(Data listing)
<<<<

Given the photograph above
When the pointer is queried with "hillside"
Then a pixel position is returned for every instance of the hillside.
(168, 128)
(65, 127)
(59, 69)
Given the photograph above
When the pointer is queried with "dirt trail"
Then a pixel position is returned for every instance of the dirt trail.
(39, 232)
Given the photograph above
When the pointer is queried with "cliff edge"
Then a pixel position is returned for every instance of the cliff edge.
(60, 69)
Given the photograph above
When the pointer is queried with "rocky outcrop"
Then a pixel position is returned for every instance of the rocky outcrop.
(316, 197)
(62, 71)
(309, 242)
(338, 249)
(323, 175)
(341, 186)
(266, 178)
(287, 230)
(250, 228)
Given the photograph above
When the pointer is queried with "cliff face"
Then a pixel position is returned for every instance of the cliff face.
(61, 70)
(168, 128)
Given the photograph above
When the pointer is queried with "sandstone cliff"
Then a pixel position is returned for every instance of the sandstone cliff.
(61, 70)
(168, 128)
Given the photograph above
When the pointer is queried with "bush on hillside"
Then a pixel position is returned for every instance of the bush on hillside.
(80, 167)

>>>>

[EXERCISE]: Copy out the material word for word and line for line.

[SOLUTION FOR THIS TASK]:
Given the photograph above
When the pointer is queried with "hillside"
Then a pixel position is returned for every instance of the hillside.
(168, 128)
(65, 127)
(59, 69)
Given the photograph above
When the pointer is queried with "dirt trail"
Then a pixel position is returned for every instance of the dirt trail.
(39, 232)
Given the photograph above
When the pointer is queried with "cliff edge"
Then a pixel position is returned for every instance of the cliff edge.
(60, 69)
Given the photograph above
When the pointer is queried with "rocky outcrop"
Then a pixel position is returned for every instance of the rocky outcrop.
(316, 197)
(62, 71)
(309, 242)
(338, 249)
(323, 175)
(341, 186)
(266, 178)
(287, 230)
(250, 228)
Given the photograph above
When the pointer is queried with "cliff face"
Then a pixel position is returned for every instance of the cliff face.
(61, 70)
(168, 128)
Given the photograph above
When the pointer is queried with "sandstone cliff"
Then a pixel position is returned for every instance of the sandstone cliff.
(61, 70)
(168, 128)
Given the photograph above
When the pointer is queried with "bush on hillside"
Then a pixel position is returned for every instance of the bush on hillside.
(80, 167)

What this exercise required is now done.